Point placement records
------

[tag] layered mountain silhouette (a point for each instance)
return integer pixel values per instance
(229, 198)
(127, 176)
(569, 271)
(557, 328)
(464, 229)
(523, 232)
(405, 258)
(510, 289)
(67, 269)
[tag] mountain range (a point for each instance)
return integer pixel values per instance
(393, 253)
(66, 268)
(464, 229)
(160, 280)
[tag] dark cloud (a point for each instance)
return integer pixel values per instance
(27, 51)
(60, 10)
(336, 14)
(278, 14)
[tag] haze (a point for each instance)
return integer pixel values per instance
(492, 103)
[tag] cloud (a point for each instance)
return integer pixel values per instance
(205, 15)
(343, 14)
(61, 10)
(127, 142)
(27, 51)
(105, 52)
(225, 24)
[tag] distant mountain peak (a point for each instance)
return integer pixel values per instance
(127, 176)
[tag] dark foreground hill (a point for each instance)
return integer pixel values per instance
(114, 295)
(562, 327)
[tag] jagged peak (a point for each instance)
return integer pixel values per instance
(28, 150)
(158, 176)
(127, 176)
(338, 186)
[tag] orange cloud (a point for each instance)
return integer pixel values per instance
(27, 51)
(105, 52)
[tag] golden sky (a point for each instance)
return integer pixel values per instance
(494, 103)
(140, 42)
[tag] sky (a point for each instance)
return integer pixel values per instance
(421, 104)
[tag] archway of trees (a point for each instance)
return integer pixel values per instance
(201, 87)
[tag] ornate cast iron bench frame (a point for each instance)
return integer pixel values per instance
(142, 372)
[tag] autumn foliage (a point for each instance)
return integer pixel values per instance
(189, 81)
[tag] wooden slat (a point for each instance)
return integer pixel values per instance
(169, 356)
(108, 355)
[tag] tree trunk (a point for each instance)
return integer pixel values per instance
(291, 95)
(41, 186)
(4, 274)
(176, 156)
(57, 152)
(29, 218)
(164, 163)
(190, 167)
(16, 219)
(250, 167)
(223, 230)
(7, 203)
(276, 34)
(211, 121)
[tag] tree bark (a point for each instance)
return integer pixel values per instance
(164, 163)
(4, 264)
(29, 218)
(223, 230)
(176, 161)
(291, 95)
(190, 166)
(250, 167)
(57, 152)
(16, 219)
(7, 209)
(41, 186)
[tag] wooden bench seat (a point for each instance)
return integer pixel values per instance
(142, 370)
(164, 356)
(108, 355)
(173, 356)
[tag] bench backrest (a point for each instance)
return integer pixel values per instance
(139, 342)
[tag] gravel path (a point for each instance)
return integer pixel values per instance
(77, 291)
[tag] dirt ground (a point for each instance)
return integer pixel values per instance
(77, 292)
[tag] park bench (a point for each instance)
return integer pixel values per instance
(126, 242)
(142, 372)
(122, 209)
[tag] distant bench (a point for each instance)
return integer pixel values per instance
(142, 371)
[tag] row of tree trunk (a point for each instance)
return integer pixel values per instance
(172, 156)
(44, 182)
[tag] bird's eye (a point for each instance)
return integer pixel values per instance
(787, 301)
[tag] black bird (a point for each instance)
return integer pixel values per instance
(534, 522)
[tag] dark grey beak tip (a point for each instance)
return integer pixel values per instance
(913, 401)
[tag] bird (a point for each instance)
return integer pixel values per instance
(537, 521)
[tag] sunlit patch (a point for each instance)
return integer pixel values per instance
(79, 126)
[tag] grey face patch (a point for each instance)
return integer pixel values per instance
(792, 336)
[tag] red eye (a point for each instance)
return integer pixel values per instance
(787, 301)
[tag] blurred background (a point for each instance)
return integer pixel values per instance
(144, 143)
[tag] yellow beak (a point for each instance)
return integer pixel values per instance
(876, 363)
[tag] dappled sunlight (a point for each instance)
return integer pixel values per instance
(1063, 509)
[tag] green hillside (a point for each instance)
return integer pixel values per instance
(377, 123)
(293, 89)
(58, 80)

------

**Task brief:** All of the entries above need to be reproduced exactly.

**Task output:**
[tag] layered mountain silhouette (a point for each instance)
return integer pixel values per instance
(229, 198)
(127, 176)
(569, 271)
(557, 328)
(464, 229)
(523, 232)
(405, 258)
(510, 289)
(67, 269)
[tag] mountain range (a point for each instance)
return integer pixel values per instance
(393, 253)
(66, 268)
(464, 229)
(160, 280)
[tag] dark cloud (a point for each instance)
return integer pixel values per instance
(27, 51)
(60, 10)
(336, 14)
(278, 14)
[tag] haze (a point for each instance)
return integer pixel values per instance
(492, 103)
[tag] cloud (a point for each instance)
return integer pixel values per instance
(205, 15)
(343, 14)
(61, 10)
(127, 142)
(27, 51)
(105, 52)
(225, 24)
[tag] distant mountain peak (a point for each instance)
return integer pixel values per instance
(127, 176)
[tag] dark foreground hill (a point for each instance)
return integer pixel values per instance
(114, 295)
(562, 327)
[tag] jagged peak (a point for each instance)
return integer pixel values per instance
(28, 150)
(158, 176)
(127, 176)
(338, 186)
[tag] orange cloud (a point for each instance)
return integer pixel values per instance
(27, 51)
(105, 52)
[tag] golden sky (a point for each instance)
return integer pixel values per instance
(494, 103)
(140, 42)
[tag] sky (a point for each instance)
return integer pixel values per instance
(421, 104)
[tag] archway of trees (a point for each instance)
return integer pixel values per instance
(201, 87)
[tag] ornate cast iron bench frame (a point for each instance)
return integer pixel values per instance
(142, 372)
[tag] autumn foliage (a point for each instance)
return integer pixel values per instance
(189, 81)
[tag] wooden slat (a point for each instance)
return integer pixel values per instance
(169, 356)
(108, 355)
[tag] tree trunk (a point for each instance)
return integer pixel values per instance
(291, 95)
(41, 186)
(4, 274)
(176, 156)
(57, 152)
(29, 218)
(164, 163)
(190, 167)
(16, 219)
(250, 167)
(223, 230)
(7, 203)
(276, 34)
(211, 121)
[tag] tree bark (a point for each instance)
return integer pixel values per instance
(164, 163)
(4, 264)
(29, 218)
(223, 230)
(176, 161)
(291, 95)
(190, 166)
(250, 167)
(57, 152)
(16, 219)
(7, 209)
(41, 186)
[tag] wooden bench seat (a point for each instance)
return integer pixel values per instance
(142, 370)
(164, 356)
(108, 355)
(173, 356)
[tag] bench backrest (a point for each instance)
return integer pixel values per instance
(139, 342)
[tag] gravel path (a point for each instance)
return integer pixel values per instance
(77, 291)
[tag] dirt ground (a point for each instance)
return integer pixel values per instance
(77, 292)
[tag] park bench (a point for each instance)
return integer pixel values per instance
(126, 242)
(142, 372)
(122, 209)
[tag] distant bench (a point for each instance)
return integer pixel values per instance
(142, 371)
[tag] row of tree trunk (a point for each instance)
return integer pixel values per instance
(172, 156)
(44, 182)
[tag] bird's eye (a point for each instance)
return integer pixel values per instance
(787, 301)
[tag] black bird (a point for each instance)
return integer pixel values per instance
(534, 522)
[tag] dark grey beak tip (a point for each instance)
return integer pixel values per instance
(913, 401)
[tag] bird (a point for each instance)
return integer pixel values per instance
(537, 521)
[tag] sunlit patch (a point for each instance)
return integer pixel values per instance
(79, 126)
[tag] grey face patch (a point for each instance)
return integer pixel values per instance
(792, 336)
[tag] red eye (a point for each instance)
return integer pixel values per instance
(787, 301)
[tag] blurred background (a point for each instance)
return integer pixel values per instance
(144, 143)
[tag] yellow beak (a point for each instance)
return integer pixel values per instance
(876, 363)
[tag] dappled sunlight (a point for each instance)
return integer pixel values per instance
(1063, 509)
[tag] green hillside (a point for each instance)
return integer pixel values per instance
(377, 123)
(293, 89)
(58, 80)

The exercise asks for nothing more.